→ **AIM**
An exact copy of every record is needed.

→ **DATA LINES**
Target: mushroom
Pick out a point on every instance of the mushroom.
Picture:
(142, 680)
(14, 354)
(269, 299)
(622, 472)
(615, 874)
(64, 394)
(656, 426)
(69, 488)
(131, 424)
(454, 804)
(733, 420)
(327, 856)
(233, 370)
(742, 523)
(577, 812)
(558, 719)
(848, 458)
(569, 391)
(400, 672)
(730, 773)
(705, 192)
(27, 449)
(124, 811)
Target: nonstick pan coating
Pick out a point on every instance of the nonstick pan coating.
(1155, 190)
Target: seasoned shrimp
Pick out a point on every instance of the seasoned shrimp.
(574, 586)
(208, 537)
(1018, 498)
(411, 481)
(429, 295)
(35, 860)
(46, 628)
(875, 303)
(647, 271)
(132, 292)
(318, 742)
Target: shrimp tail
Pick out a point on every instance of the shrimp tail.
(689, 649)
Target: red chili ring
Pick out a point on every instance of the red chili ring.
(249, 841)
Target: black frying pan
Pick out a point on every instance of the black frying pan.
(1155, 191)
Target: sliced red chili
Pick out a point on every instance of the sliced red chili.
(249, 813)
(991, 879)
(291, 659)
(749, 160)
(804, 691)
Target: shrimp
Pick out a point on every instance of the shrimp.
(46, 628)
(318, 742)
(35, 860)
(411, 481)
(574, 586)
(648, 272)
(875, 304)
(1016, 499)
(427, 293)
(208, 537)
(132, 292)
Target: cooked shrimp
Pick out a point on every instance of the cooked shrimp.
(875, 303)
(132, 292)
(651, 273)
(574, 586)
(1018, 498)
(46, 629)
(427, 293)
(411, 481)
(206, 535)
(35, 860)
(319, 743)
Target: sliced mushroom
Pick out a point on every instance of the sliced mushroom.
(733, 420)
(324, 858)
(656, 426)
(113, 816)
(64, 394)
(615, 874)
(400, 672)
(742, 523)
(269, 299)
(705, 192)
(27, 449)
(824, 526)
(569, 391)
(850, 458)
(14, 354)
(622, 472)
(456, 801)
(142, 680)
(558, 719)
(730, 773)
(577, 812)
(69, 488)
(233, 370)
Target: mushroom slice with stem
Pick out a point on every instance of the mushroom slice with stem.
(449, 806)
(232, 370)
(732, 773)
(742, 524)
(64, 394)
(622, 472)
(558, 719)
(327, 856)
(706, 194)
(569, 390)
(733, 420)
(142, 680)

→ **RESULT OF THE TASK**
Target: mushroom
Pick out a point on every instance of the mushroom.
Picture:
(142, 680)
(14, 354)
(269, 299)
(622, 472)
(615, 874)
(64, 394)
(656, 426)
(69, 488)
(131, 424)
(454, 804)
(733, 420)
(327, 856)
(233, 370)
(742, 523)
(577, 812)
(558, 719)
(848, 458)
(569, 391)
(400, 672)
(730, 773)
(705, 192)
(27, 449)
(124, 811)
Target: nonstick pan coating
Pick out a point on every instance of the nonstick pan coating.
(1155, 190)
Target: seasoned shrimp
Pick out a point on every instance of the seasoned shrimp.
(574, 586)
(208, 537)
(1018, 498)
(411, 481)
(429, 295)
(35, 860)
(46, 628)
(875, 303)
(647, 271)
(132, 292)
(318, 742)
Target: shrimp tail
Pick out a point on every instance of the shrimp tail.
(689, 649)
Target: red chili ring
Pick out a point on every instance of the red chili ring.
(249, 841)
Target: black frying pan
Pick out a point on every instance of the black frying pan.
(1155, 191)
Target: sliced red chili
Pick out a point on every instance of the sliced red chili.
(249, 813)
(991, 879)
(291, 659)
(749, 160)
(804, 691)
Target: shrimp
Pick out a point on every instance of the shrimp.
(46, 628)
(318, 742)
(35, 860)
(411, 481)
(574, 586)
(648, 272)
(875, 304)
(1016, 499)
(427, 293)
(208, 537)
(132, 292)
Target: cooked shrimp
Pick out a point on every instance of the cooked shrimp.
(875, 303)
(132, 292)
(651, 273)
(574, 586)
(1018, 498)
(46, 629)
(427, 293)
(411, 481)
(206, 535)
(35, 860)
(319, 743)
Target: sliced mushroom
Pick out a point on every instance of the sliced mushroom.
(733, 420)
(324, 858)
(656, 426)
(113, 816)
(64, 394)
(615, 874)
(400, 672)
(742, 523)
(269, 299)
(705, 192)
(27, 449)
(824, 526)
(569, 391)
(850, 458)
(14, 354)
(622, 472)
(456, 801)
(142, 680)
(558, 719)
(730, 773)
(577, 812)
(69, 488)
(233, 370)
Target: mushroom slice with stem
Pick out a point on every instance of the mushroom slice with stem.
(449, 806)
(232, 370)
(732, 773)
(742, 524)
(64, 394)
(622, 472)
(558, 719)
(327, 856)
(706, 194)
(569, 390)
(733, 420)
(142, 680)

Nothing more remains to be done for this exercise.